Output, word for word, the span of lines that starts at the one containing "Target: exposed trunk interior" and ends at the last line of the records.

SOURCE MATERIAL>
Start of Block

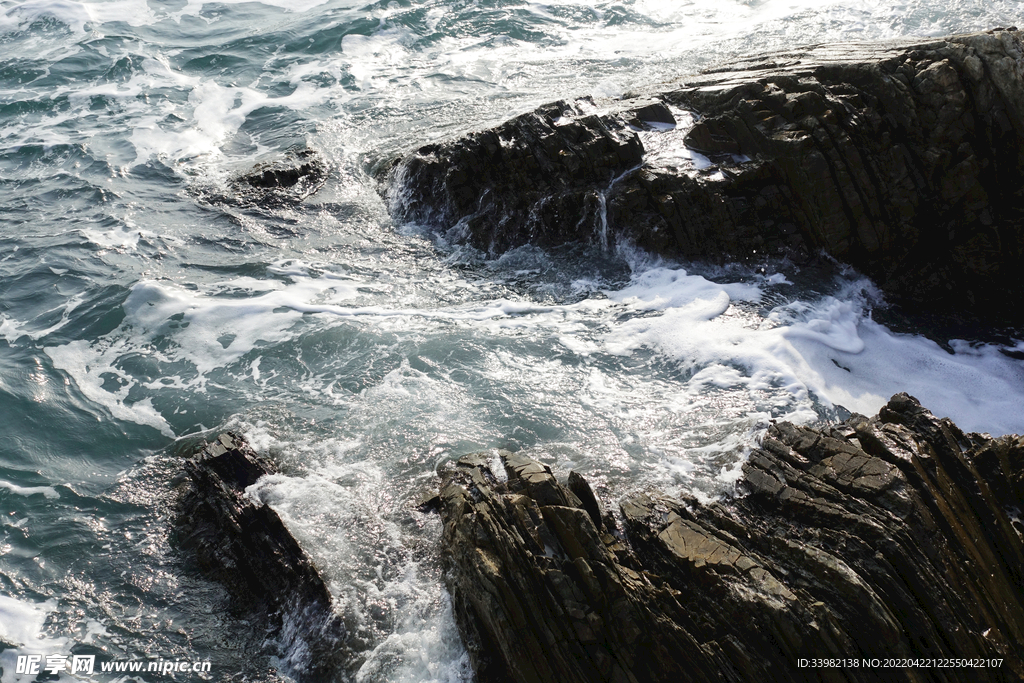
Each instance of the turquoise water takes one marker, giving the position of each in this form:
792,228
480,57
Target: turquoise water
142,309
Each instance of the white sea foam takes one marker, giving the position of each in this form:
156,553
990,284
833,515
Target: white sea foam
47,492
73,14
22,625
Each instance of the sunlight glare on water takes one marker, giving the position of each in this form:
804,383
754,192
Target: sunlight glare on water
143,308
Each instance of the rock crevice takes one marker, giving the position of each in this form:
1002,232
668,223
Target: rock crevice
895,537
902,159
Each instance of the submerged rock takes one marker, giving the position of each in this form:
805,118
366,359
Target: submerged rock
873,542
243,544
904,160
287,180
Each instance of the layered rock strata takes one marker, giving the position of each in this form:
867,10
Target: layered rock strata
904,160
243,544
880,542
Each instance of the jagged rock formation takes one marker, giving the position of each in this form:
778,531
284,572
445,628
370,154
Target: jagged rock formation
243,544
904,160
873,541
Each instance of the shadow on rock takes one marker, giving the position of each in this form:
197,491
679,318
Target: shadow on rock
878,541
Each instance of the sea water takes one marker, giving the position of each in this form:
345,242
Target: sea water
142,309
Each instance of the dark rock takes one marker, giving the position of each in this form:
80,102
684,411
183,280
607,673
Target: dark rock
288,180
889,538
904,160
243,544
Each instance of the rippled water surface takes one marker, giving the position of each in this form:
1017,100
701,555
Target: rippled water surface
142,307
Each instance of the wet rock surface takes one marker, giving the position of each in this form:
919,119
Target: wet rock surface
891,538
904,160
288,180
243,544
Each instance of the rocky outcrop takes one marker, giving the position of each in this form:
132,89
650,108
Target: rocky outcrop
283,181
891,547
904,160
243,544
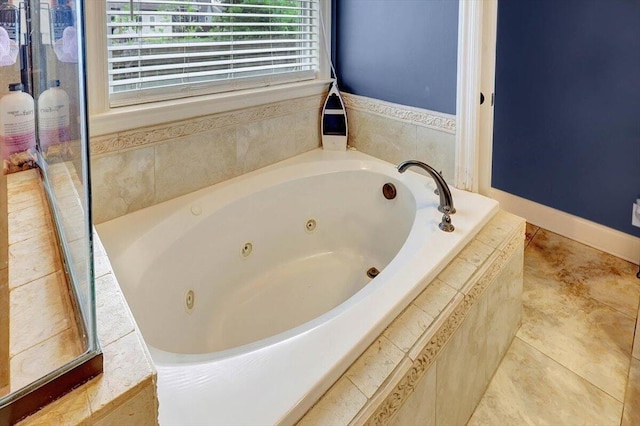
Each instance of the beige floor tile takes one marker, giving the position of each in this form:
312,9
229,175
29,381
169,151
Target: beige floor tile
532,389
583,271
586,336
565,317
631,415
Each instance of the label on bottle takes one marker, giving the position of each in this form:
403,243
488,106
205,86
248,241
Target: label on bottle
53,125
62,18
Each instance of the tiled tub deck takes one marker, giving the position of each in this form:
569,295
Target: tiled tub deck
432,365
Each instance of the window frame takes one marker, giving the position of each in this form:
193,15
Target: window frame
108,120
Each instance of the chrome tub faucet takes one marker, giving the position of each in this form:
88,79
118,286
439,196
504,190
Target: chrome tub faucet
446,200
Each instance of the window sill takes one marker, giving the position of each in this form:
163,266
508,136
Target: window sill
143,115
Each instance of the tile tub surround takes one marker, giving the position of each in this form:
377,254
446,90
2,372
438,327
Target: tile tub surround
444,347
41,320
4,288
45,336
395,133
138,168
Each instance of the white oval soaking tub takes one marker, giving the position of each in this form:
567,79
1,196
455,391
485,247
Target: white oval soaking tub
255,294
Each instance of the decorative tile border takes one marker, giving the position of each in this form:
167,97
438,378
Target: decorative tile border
397,388
149,135
422,117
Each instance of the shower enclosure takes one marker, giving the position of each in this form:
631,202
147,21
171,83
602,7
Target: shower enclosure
42,51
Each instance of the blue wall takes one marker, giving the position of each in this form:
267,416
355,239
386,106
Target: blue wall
398,51
567,112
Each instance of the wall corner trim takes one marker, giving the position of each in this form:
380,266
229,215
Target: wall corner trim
468,93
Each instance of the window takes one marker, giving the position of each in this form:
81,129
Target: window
169,49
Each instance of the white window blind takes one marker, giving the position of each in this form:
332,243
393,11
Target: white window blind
165,49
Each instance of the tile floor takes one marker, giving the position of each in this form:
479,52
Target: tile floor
571,361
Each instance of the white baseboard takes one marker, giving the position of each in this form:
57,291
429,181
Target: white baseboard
603,238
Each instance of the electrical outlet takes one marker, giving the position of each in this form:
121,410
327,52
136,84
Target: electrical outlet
635,215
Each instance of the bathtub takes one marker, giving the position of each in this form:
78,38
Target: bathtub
255,294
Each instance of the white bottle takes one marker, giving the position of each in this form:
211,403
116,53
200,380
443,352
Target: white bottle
53,116
17,122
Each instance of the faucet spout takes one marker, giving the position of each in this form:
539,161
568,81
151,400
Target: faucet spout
446,200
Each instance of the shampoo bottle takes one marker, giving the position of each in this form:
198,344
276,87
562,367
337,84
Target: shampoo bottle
53,116
17,122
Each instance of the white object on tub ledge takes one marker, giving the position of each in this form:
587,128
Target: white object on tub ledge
278,378
335,127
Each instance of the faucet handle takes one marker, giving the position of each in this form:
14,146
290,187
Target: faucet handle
446,224
435,191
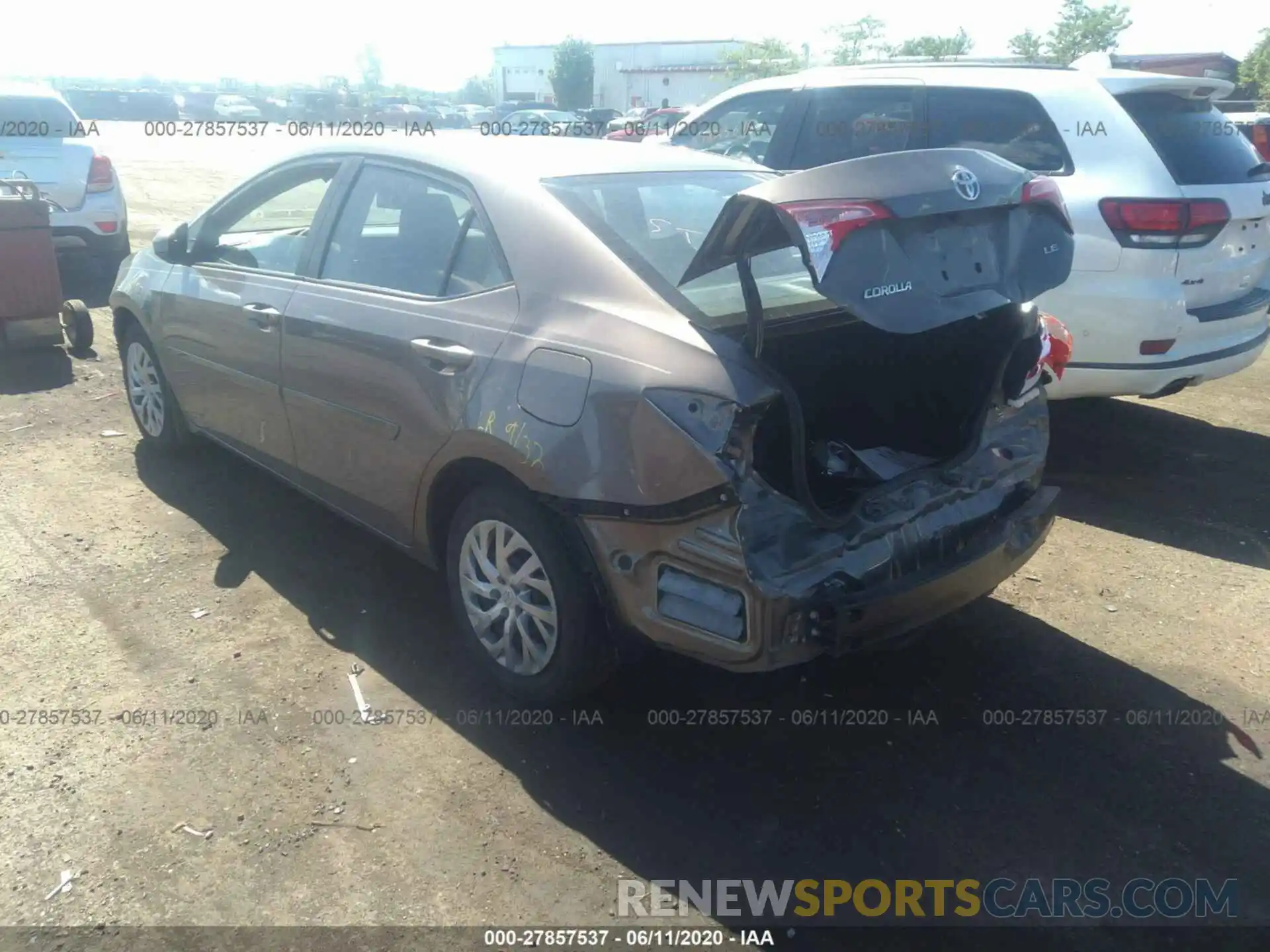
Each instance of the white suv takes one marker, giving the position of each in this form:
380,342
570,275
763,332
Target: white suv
42,140
1171,205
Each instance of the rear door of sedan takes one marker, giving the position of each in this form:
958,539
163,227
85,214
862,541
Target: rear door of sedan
389,337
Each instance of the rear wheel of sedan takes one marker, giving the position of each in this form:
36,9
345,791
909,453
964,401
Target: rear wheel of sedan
153,404
524,608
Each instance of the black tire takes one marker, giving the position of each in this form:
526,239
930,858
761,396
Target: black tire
78,327
583,655
175,432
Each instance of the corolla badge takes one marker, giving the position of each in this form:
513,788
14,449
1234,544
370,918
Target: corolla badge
966,183
887,290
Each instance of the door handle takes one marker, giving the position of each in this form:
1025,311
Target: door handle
263,317
444,357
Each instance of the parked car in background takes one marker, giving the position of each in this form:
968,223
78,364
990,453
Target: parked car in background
394,111
41,139
633,114
1256,128
313,106
506,108
447,117
197,106
139,106
659,122
235,108
536,366
271,110
599,118
542,122
1171,206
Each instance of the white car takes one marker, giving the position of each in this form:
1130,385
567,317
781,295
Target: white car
44,140
1170,202
235,110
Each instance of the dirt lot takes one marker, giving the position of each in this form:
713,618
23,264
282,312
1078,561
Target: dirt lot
1151,596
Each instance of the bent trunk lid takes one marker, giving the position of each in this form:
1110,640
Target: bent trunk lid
956,237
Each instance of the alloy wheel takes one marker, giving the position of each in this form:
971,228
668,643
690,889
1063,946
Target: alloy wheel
508,597
145,390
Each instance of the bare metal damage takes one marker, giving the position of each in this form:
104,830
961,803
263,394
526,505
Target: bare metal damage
911,553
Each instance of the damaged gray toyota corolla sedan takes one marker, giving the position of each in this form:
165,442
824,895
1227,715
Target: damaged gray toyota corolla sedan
753,418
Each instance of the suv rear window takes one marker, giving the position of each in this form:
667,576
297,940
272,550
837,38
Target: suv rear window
34,116
849,122
1195,141
656,222
1005,122
740,127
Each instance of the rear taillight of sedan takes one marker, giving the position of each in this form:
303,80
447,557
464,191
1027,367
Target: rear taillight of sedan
1165,222
101,175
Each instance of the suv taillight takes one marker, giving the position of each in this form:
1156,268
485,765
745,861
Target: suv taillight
1165,222
101,175
1046,190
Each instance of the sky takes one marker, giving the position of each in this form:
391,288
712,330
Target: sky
437,46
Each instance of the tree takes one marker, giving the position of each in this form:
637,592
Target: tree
1085,30
368,65
937,48
1028,45
860,41
476,91
767,58
1255,69
573,74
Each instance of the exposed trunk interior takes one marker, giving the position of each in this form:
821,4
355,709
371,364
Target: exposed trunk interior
919,394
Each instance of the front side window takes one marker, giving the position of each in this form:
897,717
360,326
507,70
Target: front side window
742,127
273,233
1005,122
851,122
404,231
34,117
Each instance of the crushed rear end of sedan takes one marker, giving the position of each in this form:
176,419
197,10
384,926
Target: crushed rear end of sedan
884,437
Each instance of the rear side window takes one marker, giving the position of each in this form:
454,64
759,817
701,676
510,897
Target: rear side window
37,117
742,127
404,231
1005,122
1195,141
853,122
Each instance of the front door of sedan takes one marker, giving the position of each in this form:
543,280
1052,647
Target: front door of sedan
382,348
220,317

End of Block

TASK OUTPUT>
Target: exposed trunk interior
919,394
Each instance of the front side window takes one marker, giving the position of each in this form:
897,717
360,326
507,70
Target: front side window
742,127
273,233
1005,122
851,122
404,231
34,117
Each instance of the crushed rear end of sedan takes one marker, giving the position of each in this form:
176,419
197,10
384,926
Target: crushed rear end of sedan
884,437
Each instance of the rear side window takes one marker, giving the position of each in this form:
454,64
759,817
701,676
510,897
Target: rear side window
37,117
742,127
404,231
1005,122
1195,141
853,122
Each instance of the front door of sedan takes one marker, giving the position of each in this form:
543,280
1052,647
Target: front door of sedan
382,348
220,317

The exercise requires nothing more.